### Page excerpt

»»

As we march well into autumn, the 2016 flu season has officially started and a new, stronger ‘supershot’ has been introduced, after last year’s record of influenza cases.

Each year, the Federal Department of Health issues an official recommendation that everyone from the age of six months should be vaccinated, offering free shots to those who face a high risk from influenza and its complications.

These include children aged under three years old, people aged 65 years and older, pregnant women, children on long-term aspirin therapy, those with a medical condition (such as heart disease, diabetes, kidney disease, asthma, respiratory disease, immunosuppression, lung disease, chronic neurological conditions etc.), as well as Aboriginal and Torres Strait Islanders aged 15 years or older, who are more prone to the virus.

For the first time, the publicly-funded vaccine program will offer the quadrivalent flu vaccine (QIV), which protects against four instead of three strains of flu, expanding its effectiveness to include the Brisbane and Phuket strains of influenza, after last year’s record flu cases.

“There were 90,000 reported flu cases in 2015, that’s 25,000 higher than the previous record, so we know that more people are getting the flu,” Federal Health Minister Sussan Ley stated, stressing that the government works closely with vaccine producers to ensure their product meets the constantly-changing protection needs.

Flu strains are termed ‘A’ (H1 and H3) or ‘B’. Among last winter’s laboratory-confirmed influenza reported cases, 60 per cent were B viruses, which urged the government to shift from the vaccine used for decades in Australia, the trivalent vaccine (TIV), that protects against three strains of the virus, two A strains and one B strain.

««

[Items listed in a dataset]
»»

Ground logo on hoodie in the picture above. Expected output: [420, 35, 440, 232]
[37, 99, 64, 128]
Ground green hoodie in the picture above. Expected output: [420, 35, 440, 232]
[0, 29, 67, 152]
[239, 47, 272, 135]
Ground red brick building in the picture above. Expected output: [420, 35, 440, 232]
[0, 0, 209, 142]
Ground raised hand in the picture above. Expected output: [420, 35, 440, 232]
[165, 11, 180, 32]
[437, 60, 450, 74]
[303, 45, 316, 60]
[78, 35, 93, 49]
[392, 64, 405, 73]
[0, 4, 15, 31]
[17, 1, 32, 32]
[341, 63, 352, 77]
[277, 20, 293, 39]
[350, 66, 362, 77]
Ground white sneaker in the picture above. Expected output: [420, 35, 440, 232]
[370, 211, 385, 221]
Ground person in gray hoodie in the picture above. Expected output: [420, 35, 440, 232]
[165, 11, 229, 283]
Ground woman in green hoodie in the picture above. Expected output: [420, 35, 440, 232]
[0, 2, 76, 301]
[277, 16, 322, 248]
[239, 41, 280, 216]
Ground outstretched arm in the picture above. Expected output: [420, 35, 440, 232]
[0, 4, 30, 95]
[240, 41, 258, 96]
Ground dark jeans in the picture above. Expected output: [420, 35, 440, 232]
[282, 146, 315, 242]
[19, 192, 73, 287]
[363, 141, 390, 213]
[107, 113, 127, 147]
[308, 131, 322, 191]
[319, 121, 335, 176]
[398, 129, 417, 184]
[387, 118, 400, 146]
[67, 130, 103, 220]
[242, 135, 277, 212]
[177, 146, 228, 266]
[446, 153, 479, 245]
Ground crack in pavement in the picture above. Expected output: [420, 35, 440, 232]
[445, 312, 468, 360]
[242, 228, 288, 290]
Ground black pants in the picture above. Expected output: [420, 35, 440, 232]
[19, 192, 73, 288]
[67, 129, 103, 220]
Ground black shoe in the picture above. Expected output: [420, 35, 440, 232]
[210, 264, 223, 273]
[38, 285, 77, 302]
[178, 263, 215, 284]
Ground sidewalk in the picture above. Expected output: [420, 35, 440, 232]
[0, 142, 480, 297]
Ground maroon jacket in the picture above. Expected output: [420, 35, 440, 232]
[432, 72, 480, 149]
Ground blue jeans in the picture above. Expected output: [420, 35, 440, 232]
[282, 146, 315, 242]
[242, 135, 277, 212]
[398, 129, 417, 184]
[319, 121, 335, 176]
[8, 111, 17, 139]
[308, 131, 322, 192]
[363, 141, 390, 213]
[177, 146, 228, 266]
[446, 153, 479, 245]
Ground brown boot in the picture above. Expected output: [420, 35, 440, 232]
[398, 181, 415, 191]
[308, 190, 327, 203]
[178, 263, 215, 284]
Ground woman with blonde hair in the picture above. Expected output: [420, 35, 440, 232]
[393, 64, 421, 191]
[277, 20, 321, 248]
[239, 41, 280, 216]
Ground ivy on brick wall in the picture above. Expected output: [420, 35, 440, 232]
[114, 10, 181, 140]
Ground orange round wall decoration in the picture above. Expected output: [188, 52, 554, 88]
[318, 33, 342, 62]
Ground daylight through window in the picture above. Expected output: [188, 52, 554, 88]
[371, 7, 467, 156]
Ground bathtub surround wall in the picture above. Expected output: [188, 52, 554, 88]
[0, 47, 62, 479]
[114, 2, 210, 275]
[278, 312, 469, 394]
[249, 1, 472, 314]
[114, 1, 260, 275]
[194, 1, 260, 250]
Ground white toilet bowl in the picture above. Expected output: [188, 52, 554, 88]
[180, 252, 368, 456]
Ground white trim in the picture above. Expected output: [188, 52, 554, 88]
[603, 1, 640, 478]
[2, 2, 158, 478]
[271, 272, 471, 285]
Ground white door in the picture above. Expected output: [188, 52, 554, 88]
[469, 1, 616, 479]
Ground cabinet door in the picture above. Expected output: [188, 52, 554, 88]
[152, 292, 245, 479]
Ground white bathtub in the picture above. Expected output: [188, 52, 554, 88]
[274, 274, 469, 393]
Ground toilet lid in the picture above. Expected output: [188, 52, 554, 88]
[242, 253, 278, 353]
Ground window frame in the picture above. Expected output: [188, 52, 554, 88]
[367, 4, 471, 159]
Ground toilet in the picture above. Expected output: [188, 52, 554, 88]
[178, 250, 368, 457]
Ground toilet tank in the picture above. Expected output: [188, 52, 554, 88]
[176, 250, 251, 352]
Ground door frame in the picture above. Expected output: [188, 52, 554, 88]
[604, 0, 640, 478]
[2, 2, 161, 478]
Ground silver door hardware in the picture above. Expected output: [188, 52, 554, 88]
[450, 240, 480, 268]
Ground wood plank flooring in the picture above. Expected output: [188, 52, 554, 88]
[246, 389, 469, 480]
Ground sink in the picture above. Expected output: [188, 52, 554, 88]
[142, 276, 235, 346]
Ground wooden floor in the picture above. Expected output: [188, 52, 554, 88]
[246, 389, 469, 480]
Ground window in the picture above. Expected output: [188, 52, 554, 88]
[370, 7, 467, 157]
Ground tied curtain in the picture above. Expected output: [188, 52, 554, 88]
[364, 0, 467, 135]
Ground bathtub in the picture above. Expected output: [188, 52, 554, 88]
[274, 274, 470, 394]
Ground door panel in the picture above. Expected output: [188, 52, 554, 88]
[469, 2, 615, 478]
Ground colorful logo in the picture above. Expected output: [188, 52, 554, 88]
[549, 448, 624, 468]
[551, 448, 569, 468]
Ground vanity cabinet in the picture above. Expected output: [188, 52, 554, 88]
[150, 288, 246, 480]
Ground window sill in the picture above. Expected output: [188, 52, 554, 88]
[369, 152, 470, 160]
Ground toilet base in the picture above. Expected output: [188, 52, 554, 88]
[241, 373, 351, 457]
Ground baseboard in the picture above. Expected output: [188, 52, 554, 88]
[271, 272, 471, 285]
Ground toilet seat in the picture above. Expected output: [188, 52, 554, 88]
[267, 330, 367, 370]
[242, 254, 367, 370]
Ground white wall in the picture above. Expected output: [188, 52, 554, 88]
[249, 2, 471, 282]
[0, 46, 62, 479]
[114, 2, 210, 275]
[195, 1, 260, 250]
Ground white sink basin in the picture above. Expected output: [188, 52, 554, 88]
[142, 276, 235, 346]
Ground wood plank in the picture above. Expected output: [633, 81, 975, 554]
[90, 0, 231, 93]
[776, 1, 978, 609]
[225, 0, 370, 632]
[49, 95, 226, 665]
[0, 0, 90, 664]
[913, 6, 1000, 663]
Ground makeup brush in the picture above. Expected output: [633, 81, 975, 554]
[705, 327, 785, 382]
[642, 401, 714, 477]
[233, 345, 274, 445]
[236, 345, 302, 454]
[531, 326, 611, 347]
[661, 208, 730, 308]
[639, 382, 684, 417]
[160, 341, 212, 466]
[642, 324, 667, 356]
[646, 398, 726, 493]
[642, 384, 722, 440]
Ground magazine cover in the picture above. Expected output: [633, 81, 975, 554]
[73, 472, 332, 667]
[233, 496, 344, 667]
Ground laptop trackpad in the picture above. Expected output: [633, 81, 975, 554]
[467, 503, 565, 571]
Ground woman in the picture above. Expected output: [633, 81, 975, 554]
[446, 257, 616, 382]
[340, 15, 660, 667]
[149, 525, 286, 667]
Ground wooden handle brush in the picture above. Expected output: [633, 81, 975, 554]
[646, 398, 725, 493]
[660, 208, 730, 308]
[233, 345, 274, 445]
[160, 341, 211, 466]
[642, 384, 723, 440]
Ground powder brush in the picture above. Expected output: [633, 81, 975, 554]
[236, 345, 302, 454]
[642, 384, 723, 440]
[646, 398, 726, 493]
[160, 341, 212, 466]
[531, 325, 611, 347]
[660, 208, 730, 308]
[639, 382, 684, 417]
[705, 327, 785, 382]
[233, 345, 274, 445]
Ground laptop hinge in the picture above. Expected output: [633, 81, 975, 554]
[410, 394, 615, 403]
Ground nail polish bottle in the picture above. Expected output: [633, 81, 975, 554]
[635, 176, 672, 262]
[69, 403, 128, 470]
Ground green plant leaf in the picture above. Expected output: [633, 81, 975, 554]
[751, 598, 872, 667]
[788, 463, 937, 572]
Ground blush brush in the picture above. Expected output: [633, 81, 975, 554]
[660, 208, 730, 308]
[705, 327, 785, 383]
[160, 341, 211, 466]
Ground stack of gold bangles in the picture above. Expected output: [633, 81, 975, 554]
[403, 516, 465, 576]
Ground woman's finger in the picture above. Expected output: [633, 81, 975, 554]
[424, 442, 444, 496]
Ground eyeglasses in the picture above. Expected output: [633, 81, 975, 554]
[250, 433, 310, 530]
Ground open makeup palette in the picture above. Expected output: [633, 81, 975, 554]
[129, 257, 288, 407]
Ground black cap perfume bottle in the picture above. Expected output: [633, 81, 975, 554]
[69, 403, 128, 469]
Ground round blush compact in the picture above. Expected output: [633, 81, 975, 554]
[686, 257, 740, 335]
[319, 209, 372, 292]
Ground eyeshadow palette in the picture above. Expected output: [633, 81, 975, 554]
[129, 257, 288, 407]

««

### List of tasks
• A. According to the flu season article, how many flu cases were reported in 2015?
• B. Rewrite the flu season article between "For the first" and "record flu cases.", inclusive, replacing "quadrivalent" with "four-strain".
• C. Carry on the flu season article from where it stops.
These records have no connection to the flu season article.

### Results in order
• A. There were 90,000 reported flu cases in 2015.

• B.
For the first time, the publicly-funded vaccine program will offer the four-strain flu vaccine (QIV), which protects against four instead of three strains of flu, expanding its effectiveness to include the Brisbane and Phuket strains of influenza, after last year’s record flu cases.

• C.
This year’s government flu immunisation is a quadrivalent that includes an additional B strain known as the Brisbane strain, alongside the Phuket (B), Hong Kong (A) and California (A) strains (strains are named for the locations in which they were first isolated).

This new ‘super-shot’ is on the National Immunisation Program and has been granted with more than $40 million in funding, in order to be delivered to vulnerable Australians.

Influenza is responsible for 1,500 to 3,500 deaths in Australia each year, either from direct viral effects (such as viral pneumonia) or from complications such as bacterial pneumonia and other secondary bacterial infections. During vaccination, a small amount of inactivated virus is introduced to the human body, which reacts to the components of influenza virus in the mix (which is why some short-lived symptoms of flu might appear after the shot).

Vaccinations are recommended from now onwards, with peak flu season usually falling in July-August.